Goal A:
According to the NASAA statement on the Morgan Stanley investigation, in what year was NASAA founded?

--- BEGIN Source document ---

NASAA Statement On State Investigation of Morgan Stanley Mutual Fund Sales Practices

WASHINGTON (July 14, 2003) –The following is a statement by Christine A. Bruenn, President of the North American Securities Administrators Association (NASAA), regarding the enforcement action against Morgan Stanley announced today by Massachusetts Secretary of State William F. Galvin and New York State Attorney General Eliot Spitzer. The oldest international organization devoted to investor protection, NASAA was founded in 1919 and is the voice of securities agencies responsible for grass-roots investor protection and efficient capital formation. Its membership consists of the securities administrators in the 50 states, the District of Columbia, Canada, Mexico and Puerto Rico.

“The enforcement action announced today by Massachusetts and New York state securities regulators is typical of the aggressive and successful steps states take to protect Main Street investors from financial fraud and abuse. State securities regulators have consistently identified problems arising from misconduct by firms at the local level. Equally important, states have effectively used their authority to tailor corrective actions to specific cases of wrongdoing.

--- END Source document ---
--- BEGIN Provided information ---

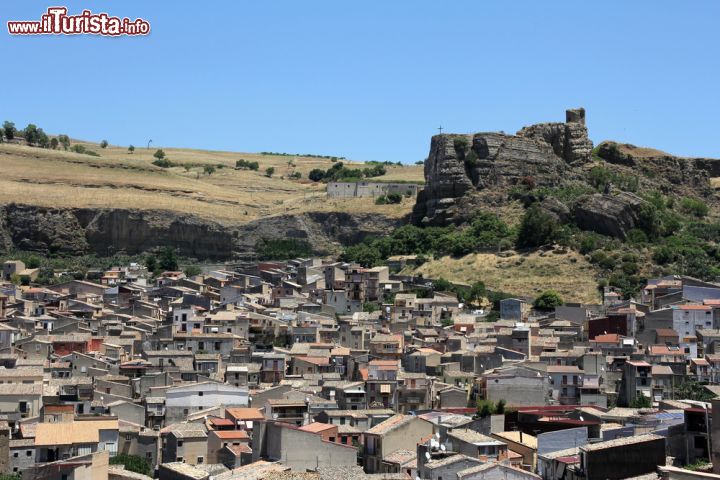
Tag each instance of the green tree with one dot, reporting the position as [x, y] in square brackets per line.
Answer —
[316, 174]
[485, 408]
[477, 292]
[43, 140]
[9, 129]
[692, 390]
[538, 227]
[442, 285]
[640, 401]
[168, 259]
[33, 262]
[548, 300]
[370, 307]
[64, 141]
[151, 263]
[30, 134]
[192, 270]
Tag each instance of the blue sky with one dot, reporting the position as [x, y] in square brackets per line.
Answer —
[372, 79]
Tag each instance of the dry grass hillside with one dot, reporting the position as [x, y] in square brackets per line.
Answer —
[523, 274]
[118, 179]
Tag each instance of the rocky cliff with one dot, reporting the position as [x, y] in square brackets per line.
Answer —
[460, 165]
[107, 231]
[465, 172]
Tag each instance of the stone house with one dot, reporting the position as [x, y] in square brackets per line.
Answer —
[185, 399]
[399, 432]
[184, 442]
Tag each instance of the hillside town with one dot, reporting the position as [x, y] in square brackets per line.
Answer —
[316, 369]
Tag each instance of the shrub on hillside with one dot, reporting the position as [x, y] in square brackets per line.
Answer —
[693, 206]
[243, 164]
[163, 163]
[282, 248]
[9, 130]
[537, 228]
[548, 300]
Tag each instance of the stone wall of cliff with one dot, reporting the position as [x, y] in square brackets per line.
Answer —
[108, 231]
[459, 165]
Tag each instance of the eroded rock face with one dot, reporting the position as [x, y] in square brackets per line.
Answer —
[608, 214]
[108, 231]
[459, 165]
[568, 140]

--- END Provided information ---

Goal B:
Transcribe the part of the listing that begins at the line containing "Tag each instance of the hillside" and continues through the end of the listing, with both ends included.

Result A:
1919

Result B:
Tag each instance of the hillside town with one dot, reporting the position as [x, y] in square brackets per line.
Answer —
[316, 369]
Tag each instance of the shrub on hillside with one dot, reporting the position as [x, y] in square brackets per line.
Answer —
[693, 206]
[243, 164]
[163, 163]
[282, 248]
[9, 130]
[537, 228]
[548, 300]
Tag each instance of the stone wall of cliff with one dot, reporting the position as [x, y] in square brackets per line.
Answer —
[108, 231]
[459, 165]
Tag each instance of the eroded rock face with one dot, reporting the position as [x, y] in square brackets per line.
Answer —
[608, 214]
[108, 231]
[459, 165]
[568, 140]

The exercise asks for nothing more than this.